Tasks →
[A] Using the piece on Raleigh commuting below, say whether each statement agrees with it: (i) In 2022, 20.5% of Raleigh-area workers commuted for less than 15 minutes. (ii) The findings include employees who work from home. (iii) The Durham metro had a higher work-from-home rate than the Raleigh metro. Answer each with yes or no and quote the deciding words.
[B] Summarize the piece on Raleigh commuting below in two sentences.

··· Given passage

Raleigh's post-pandemic commuter trends
The share of Raleigh workers with relatively speedy commutes has slightly increased compared to prepandemic times, according to a new Axios analysis of census data.
Why it matters: Quicker commutes are tied to better mental health, greater job satisfaction and several other personal benefits.
- Many people also commute via public transit. And the less time Americans spend in cars, the better for the environment.
By the numbers: 20.5% of Raleigh-area workers commuted for less than 15 minutes in 2022, up from 19.2% in 2019.
- 40% of Raleigh commuters had travel times between 15 and 29 minutes, up from 39.5%.
- The number of people who had commute times between 30 and 44 minutes fell by 2%.
The big picture: Nationally, commutes under 30 minutes became more commonplace during that time period, while those 30 minutes and longer became rarer.
Of note: These findings don't include employees who work from home, and thus have a commute time of zero — or maybe a minute or two, if you stop to pour a cup of coffee on your way to your home office setup.
- Instead, the results are based on the approximately 136.2 million Americans ages 16 and older with non-WFH jobs in 2022.
Zoom in: But the effects of WFH cannot be ignored in the Triangle, which has one of the largest shares of remote workers in the country.
- More than 26% of workers in the Raleigh metro area reported working from home last year, according to the Census Bureau. The rate was 21.6% in the Durham metro.
- And while the Raleigh area has more total workers than it did before the pandemic, fewer of them commute to work now than they did in 2019.
The bottom line: This data may not jive with your personal experience, as construction and other factors can mess with particular routes — but in the broad sense, more Americans are enjoying faster trips to work.

······
··· Extracted information

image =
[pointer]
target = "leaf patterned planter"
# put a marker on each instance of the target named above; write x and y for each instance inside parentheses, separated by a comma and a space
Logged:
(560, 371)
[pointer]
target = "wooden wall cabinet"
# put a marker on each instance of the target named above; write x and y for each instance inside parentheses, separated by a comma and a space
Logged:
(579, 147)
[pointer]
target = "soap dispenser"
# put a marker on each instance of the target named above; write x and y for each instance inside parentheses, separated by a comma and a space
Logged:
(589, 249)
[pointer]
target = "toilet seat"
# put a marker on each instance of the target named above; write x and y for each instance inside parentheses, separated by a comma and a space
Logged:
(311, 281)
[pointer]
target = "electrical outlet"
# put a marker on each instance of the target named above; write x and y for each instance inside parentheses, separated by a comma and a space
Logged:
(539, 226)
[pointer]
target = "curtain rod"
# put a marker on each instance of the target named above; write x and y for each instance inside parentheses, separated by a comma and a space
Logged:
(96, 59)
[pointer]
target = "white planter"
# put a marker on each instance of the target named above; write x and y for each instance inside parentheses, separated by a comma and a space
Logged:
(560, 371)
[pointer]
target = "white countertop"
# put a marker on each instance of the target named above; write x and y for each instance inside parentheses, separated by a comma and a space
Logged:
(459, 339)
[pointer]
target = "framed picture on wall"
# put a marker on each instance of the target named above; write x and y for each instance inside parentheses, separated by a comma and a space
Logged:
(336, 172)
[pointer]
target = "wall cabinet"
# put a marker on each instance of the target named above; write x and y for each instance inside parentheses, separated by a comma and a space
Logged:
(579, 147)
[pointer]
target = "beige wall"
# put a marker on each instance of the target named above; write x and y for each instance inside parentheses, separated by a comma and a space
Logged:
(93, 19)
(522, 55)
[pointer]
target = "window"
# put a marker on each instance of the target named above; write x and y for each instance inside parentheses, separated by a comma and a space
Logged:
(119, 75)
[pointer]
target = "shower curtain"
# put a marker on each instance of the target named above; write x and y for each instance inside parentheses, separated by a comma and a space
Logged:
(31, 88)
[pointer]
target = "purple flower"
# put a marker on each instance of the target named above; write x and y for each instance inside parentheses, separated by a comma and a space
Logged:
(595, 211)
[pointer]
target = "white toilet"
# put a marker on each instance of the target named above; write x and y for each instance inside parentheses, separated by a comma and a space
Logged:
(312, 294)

······

Answers by task →
[A]
(i) Yes: "20.5% of Raleigh-area workers commuted for less than 15 minutes in 2022, up from 19.2% in 2019."
(ii) No: "These findings don't include employees who work from home"
(iii) No: "More than 26% of workers in the Raleigh metro area reported working from home last year, according to the Census Bureau. The rate was 21.6% in the Durham metro."

[B] According to an Axios analysis of census data, the share of Raleigh workers with commutes under 15 minutes rose from 19.2% in 2019 to 20.5% in 2022, while commutes of 30 to 44 minutes fell, following a national shift toward commutes under 30 minutes. These figures leave out people who work from home, yet more than 26% of Raleigh-area workers reported working from home, and fewer people in the area commute now than in 2019.